# WRITTEN TASK:
Show every line of the data below that contains the word "foliage".

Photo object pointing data
============================================================

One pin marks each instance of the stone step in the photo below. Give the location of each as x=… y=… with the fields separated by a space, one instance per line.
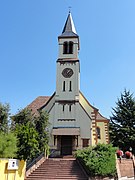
x=58 y=169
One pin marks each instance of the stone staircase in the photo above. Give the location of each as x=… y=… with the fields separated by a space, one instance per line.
x=58 y=168
x=126 y=168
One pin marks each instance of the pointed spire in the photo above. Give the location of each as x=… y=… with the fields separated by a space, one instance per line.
x=69 y=28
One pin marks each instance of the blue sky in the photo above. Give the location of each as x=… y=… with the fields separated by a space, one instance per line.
x=29 y=49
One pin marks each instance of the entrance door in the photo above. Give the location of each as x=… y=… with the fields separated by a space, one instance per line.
x=66 y=145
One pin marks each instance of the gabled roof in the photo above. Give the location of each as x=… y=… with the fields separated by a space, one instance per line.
x=69 y=28
x=38 y=103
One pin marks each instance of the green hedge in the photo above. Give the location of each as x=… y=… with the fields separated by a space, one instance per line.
x=98 y=160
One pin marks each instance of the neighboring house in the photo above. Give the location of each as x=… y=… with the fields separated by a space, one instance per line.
x=74 y=122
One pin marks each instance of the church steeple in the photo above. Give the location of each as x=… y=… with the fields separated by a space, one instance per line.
x=68 y=41
x=69 y=28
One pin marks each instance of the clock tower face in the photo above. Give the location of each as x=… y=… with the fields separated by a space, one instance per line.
x=67 y=72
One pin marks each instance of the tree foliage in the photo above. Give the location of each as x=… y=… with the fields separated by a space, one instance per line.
x=122 y=122
x=8 y=146
x=41 y=124
x=98 y=160
x=4 y=116
x=31 y=132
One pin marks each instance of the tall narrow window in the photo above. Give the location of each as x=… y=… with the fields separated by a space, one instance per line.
x=65 y=48
x=70 y=86
x=70 y=47
x=63 y=107
x=98 y=133
x=70 y=107
x=64 y=86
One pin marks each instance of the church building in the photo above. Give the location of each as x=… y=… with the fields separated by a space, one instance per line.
x=74 y=122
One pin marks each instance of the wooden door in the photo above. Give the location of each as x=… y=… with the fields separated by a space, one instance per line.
x=66 y=145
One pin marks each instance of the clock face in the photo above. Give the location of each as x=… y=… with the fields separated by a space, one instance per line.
x=67 y=72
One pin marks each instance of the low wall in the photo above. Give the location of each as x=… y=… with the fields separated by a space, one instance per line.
x=6 y=174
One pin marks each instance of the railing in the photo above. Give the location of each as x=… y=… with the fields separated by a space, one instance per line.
x=34 y=161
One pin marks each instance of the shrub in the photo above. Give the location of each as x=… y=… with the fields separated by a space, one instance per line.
x=99 y=160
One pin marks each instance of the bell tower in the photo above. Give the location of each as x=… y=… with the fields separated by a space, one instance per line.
x=68 y=66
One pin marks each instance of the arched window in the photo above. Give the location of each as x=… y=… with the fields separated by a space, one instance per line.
x=70 y=86
x=65 y=48
x=64 y=86
x=70 y=47
x=70 y=107
x=98 y=133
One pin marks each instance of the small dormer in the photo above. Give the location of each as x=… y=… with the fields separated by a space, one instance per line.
x=68 y=41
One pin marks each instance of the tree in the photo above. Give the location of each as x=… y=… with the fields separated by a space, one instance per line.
x=8 y=146
x=98 y=160
x=41 y=124
x=4 y=116
x=27 y=142
x=122 y=122
x=31 y=132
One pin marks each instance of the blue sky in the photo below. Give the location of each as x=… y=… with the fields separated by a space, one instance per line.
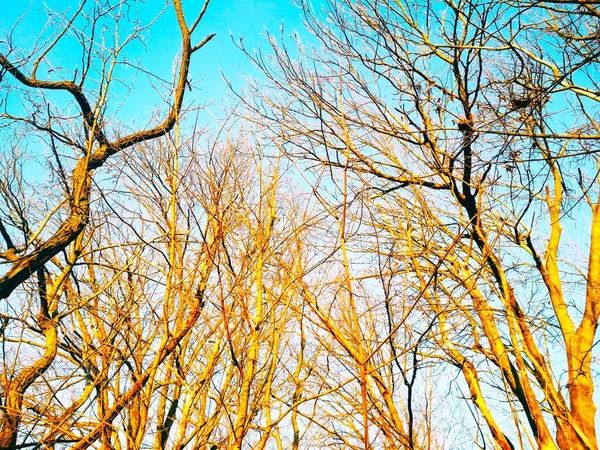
x=134 y=97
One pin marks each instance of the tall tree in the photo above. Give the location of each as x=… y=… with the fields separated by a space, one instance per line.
x=470 y=130
x=45 y=217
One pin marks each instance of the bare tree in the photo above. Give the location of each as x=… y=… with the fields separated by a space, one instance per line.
x=470 y=128
x=44 y=235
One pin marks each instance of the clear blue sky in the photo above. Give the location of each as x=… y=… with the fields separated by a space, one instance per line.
x=243 y=18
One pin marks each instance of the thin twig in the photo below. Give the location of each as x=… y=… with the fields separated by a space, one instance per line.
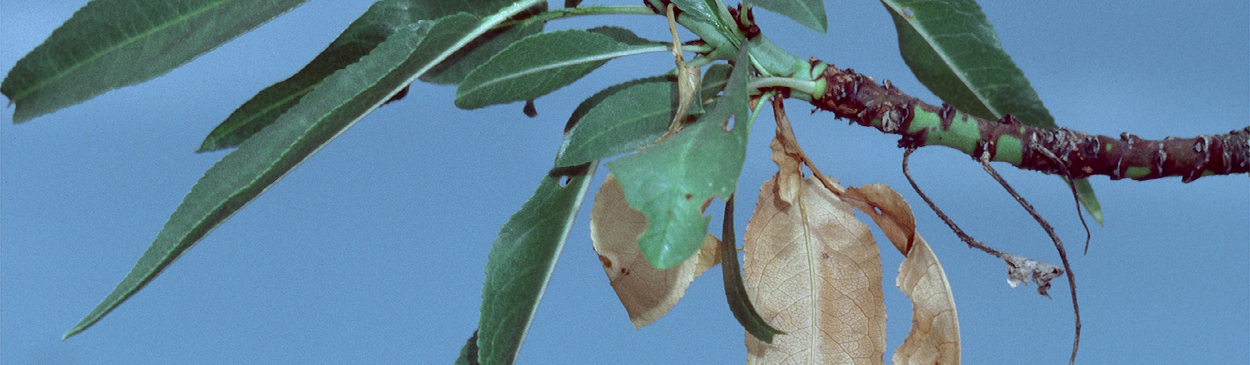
x=1059 y=246
x=963 y=236
x=1068 y=179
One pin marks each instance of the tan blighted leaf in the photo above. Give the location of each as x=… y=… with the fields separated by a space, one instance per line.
x=815 y=271
x=934 y=336
x=646 y=293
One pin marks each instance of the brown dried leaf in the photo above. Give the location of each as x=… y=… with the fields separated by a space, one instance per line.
x=814 y=270
x=934 y=336
x=646 y=293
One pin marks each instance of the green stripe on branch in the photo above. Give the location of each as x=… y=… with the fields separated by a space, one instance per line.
x=1061 y=151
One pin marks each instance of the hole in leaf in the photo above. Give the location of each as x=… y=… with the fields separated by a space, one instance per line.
x=529 y=109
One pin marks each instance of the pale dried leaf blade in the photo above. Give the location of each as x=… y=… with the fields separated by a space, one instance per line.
x=815 y=271
x=888 y=210
x=934 y=336
x=646 y=293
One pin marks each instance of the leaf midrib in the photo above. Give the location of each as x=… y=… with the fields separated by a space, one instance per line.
x=633 y=50
x=941 y=53
x=120 y=45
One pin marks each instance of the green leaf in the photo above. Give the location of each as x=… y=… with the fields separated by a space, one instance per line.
x=628 y=116
x=336 y=104
x=953 y=50
x=99 y=48
x=540 y=64
x=523 y=259
x=381 y=20
x=735 y=291
x=455 y=68
x=469 y=353
x=1085 y=194
x=703 y=10
x=671 y=180
x=808 y=13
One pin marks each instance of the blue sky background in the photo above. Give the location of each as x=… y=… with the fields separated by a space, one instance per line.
x=373 y=250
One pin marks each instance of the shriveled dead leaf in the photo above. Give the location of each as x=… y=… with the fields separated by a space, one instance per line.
x=814 y=271
x=646 y=293
x=934 y=336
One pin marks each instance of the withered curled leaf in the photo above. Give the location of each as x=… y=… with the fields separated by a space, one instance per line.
x=815 y=271
x=934 y=336
x=646 y=293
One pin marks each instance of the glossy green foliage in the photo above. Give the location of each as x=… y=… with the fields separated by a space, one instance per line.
x=628 y=116
x=523 y=259
x=953 y=50
x=381 y=20
x=328 y=110
x=808 y=13
x=469 y=351
x=670 y=181
x=96 y=50
x=543 y=63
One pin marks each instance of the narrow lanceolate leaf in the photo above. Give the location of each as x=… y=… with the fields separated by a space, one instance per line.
x=735 y=289
x=523 y=259
x=469 y=351
x=540 y=64
x=808 y=13
x=381 y=20
x=628 y=116
x=110 y=44
x=951 y=48
x=673 y=180
x=336 y=104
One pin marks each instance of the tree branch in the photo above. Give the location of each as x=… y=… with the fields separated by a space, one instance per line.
x=864 y=101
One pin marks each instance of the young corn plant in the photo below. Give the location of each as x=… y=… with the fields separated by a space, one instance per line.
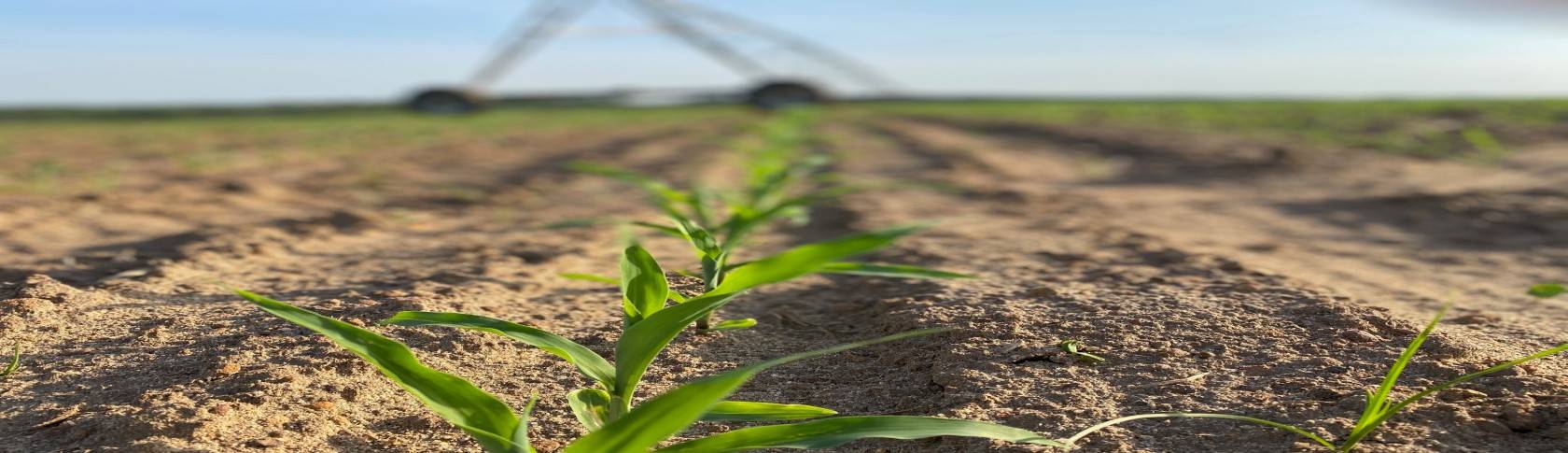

============================================================

# CORRECT RESPONSE:
One pin marks each instance of the tree foliage in the photo above. Give the location of each as x=… y=… with the fields separated by a space, one instance per line.
One pin marks each instance of the glossy green foliage in the photo above. Give the location of each as x=… y=… with the fields separated by a space, one instance per line.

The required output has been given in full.